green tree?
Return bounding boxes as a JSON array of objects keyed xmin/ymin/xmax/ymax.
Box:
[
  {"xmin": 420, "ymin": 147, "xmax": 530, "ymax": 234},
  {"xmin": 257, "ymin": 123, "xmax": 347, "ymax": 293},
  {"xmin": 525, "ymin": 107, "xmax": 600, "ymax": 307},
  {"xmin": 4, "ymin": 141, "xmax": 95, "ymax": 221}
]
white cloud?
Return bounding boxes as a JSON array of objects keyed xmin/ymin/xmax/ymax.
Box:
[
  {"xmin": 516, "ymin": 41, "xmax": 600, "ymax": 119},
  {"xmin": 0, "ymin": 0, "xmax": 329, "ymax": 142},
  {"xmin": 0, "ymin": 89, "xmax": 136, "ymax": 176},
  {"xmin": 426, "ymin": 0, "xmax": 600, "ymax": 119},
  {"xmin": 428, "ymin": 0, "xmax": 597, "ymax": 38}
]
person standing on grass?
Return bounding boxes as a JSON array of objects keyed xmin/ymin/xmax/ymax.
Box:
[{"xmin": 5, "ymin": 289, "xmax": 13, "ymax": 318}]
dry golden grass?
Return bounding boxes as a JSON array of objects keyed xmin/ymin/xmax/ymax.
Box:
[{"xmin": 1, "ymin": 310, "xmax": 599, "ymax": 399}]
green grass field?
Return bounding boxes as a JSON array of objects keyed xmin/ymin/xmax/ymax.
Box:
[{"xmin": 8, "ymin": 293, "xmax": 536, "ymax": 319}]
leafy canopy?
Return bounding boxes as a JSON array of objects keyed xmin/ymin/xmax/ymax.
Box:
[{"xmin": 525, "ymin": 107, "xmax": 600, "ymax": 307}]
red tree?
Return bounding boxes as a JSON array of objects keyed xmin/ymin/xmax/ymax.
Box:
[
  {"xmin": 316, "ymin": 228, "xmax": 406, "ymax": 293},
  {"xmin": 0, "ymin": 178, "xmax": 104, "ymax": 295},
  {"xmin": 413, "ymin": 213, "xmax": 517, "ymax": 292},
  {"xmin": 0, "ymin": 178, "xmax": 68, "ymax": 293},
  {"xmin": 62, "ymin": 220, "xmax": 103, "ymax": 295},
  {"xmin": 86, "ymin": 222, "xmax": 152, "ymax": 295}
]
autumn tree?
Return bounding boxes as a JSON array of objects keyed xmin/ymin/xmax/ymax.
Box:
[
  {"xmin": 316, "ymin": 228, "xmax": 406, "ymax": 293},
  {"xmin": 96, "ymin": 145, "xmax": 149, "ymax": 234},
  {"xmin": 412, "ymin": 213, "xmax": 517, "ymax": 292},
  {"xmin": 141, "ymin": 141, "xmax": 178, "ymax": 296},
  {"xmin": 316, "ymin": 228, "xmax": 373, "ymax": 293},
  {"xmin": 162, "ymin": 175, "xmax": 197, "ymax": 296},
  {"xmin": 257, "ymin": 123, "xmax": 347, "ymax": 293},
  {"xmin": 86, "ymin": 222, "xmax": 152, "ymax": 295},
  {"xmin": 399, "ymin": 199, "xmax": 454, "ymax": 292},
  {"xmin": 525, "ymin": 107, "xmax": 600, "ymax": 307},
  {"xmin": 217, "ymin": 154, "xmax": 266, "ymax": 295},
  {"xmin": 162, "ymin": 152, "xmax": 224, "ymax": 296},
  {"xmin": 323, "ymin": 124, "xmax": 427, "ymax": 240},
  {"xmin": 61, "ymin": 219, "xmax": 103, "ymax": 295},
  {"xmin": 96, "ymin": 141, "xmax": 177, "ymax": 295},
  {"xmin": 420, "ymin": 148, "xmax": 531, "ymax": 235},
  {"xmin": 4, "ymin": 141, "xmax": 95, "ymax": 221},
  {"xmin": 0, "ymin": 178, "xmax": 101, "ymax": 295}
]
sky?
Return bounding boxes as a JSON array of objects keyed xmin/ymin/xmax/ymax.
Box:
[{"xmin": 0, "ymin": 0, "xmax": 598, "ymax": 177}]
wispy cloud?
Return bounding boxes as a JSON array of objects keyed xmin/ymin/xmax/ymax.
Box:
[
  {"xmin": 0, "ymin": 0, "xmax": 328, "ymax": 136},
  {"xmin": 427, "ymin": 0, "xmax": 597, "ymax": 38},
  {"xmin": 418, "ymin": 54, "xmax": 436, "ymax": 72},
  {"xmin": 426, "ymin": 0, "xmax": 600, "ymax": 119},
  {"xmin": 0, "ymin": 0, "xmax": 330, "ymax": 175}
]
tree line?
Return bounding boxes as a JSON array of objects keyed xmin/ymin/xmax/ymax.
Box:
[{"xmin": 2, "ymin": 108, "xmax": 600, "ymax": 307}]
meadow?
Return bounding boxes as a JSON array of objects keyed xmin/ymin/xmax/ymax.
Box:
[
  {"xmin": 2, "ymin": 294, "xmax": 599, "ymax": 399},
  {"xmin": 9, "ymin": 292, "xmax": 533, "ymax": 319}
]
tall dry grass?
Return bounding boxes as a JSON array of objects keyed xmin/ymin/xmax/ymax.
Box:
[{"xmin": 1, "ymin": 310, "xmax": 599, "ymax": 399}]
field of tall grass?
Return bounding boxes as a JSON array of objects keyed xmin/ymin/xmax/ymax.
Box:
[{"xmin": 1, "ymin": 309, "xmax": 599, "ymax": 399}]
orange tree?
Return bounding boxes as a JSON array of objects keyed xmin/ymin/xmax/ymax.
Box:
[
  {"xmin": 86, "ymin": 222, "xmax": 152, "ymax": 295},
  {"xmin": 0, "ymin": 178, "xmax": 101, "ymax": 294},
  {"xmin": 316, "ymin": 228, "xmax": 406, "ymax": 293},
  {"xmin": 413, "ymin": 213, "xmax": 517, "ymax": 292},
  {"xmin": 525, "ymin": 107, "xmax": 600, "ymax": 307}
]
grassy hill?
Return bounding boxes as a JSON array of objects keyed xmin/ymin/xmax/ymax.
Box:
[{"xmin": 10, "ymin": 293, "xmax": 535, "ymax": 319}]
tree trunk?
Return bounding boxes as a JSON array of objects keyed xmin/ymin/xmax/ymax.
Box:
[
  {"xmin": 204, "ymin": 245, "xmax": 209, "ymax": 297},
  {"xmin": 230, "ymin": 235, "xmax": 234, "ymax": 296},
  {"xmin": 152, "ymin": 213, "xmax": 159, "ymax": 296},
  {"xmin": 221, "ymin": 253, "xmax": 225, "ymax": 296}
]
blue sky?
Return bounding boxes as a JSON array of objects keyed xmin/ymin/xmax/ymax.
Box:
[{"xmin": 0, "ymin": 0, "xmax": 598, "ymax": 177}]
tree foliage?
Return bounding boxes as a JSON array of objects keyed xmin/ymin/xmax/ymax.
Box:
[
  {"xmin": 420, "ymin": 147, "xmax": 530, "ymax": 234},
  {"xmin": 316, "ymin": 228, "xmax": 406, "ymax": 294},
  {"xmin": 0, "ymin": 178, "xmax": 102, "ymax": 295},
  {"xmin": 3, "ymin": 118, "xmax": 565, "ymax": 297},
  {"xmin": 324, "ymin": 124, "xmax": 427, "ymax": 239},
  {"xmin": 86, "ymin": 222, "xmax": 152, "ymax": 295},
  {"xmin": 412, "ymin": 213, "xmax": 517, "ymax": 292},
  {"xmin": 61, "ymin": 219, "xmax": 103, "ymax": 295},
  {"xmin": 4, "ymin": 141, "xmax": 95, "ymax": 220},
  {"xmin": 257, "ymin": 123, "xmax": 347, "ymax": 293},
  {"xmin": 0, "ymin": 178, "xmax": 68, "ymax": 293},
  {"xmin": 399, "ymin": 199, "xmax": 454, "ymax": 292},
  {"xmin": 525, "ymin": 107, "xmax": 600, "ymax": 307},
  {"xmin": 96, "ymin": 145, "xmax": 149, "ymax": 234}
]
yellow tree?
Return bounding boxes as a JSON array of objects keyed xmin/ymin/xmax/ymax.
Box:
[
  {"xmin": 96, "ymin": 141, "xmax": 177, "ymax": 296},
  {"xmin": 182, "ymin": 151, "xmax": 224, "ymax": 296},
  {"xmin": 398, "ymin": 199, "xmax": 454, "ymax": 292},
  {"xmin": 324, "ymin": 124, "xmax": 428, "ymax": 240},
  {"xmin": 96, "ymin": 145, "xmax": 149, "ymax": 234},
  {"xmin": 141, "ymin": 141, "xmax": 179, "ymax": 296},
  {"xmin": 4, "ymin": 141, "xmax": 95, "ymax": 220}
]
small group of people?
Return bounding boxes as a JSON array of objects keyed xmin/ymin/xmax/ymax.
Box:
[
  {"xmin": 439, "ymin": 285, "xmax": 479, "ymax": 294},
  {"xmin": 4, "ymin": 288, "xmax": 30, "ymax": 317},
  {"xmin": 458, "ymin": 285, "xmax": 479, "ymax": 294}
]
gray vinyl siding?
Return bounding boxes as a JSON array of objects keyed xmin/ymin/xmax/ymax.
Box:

● What you should do
Search the lines above for the string "tree" and copy each line that has it.

● Result for this exercise
green tree?
red tree?
autumn tree?
tree line?
orange tree?
tree trunk?
tree foliage?
yellow tree?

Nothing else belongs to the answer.